- **What to work on**
A – Translate this sentence from the article on AI and the future of labor into Spanish: "High turnover in sorting jobs that can be dirty and dangerous is an ongoing issue."
B – Transcribe the part of the article on AI and the future of labor between "Kate Davenport, co-president" and "interpret robotics data.", inclusive.

- **Document text**
AI and the future of labor

AI-driven data also adds nuance to the discussion over where robotics fits into the labor force, some MRF operators say. High turnover in sorting jobs that can be dirty and dangerous is an ongoing issue. Many waste and recycling companies struggled to fill sorting roles even before the pandemic began, and the industry has increasingly seen robots as a potential solution.

“We would be kidding ourselves to think that labor is not a continuing problem,” Snyder said, “but we don’t see this as replacing people as much as it is trying to take that burden off certain positions.” One of the robots installed at a Rumpke facility sorts HDPE natural from other colors, a process that used to be done by hand.

Marcouiller of Machinex points out that AI can add value to MRFs that still rely on human sorters because employees are focused on sorting items correctly and can’t report on bigger-picture trends, such as how material streams change over time. 

Kate Davenport, co-president of nonprofit Eureka Recycling, said during the Resource Recycling conference in August that MRFs can invest in both technology and employees at the same time. When Eureka's MRF installed robotics, for example, it created a new position for an employee to monitor and interpret robotics data.

Taylor of Republic said he envisions that MRFs of the future could use enhanced AI and robotics technology to automatically adjust equipment based on material changes, thereby taking humans entirely out of the sorting process. 

Though Gambelin of Everest thinks total MRF automation could be possible in the future, in the near term, “we have to transition away from the idea that robots are better than humans in every application, because robots work differently than humans,” he said.

Many MRFs were originally designed before robotics and other modern sorting equipment became widely available on the market, meaning some types of retrofits may not work for the layout and design of a given facility, said Gambelin. Data gathered from AI “is really insightful in this instance because it can help set expectations on what [a robot’s] performance will really look like and make sure the customer is happy with that.”

- **Provided data**
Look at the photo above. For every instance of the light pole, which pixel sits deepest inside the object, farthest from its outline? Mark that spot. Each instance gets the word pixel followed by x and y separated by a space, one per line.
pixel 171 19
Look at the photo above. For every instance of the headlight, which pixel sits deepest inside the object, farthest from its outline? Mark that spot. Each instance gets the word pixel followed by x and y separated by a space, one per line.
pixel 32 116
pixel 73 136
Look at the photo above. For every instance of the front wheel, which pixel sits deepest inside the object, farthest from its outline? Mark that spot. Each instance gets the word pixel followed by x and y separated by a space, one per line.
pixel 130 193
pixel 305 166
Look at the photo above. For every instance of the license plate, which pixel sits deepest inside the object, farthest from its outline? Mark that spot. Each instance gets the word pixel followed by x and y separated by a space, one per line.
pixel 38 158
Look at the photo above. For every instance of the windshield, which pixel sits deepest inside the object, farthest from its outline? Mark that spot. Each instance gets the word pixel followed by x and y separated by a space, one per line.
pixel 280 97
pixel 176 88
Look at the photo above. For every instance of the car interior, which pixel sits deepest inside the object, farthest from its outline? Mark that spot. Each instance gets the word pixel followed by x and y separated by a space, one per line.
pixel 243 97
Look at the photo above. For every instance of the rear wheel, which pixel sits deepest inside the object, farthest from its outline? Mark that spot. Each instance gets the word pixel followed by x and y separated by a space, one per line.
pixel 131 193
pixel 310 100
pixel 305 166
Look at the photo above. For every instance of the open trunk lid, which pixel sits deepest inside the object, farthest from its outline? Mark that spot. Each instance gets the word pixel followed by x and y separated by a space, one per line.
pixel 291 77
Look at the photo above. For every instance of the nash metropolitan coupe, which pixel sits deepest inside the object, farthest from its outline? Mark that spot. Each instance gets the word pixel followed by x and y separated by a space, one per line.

- **Exercise solutions**
A – La alta rotación en los puestos de clasificación, que pueden ser sucios y peligrosos, es un problema constante.

B –
Kate Davenport, co-president of nonprofit Eureka Recycling, said during the Resource Recycling conference in August that MRFs can invest in both technology and employees at the same time. When Eureka's MRF installed robotics, for example, it created a new position for an employee to monitor and interpret robotics data.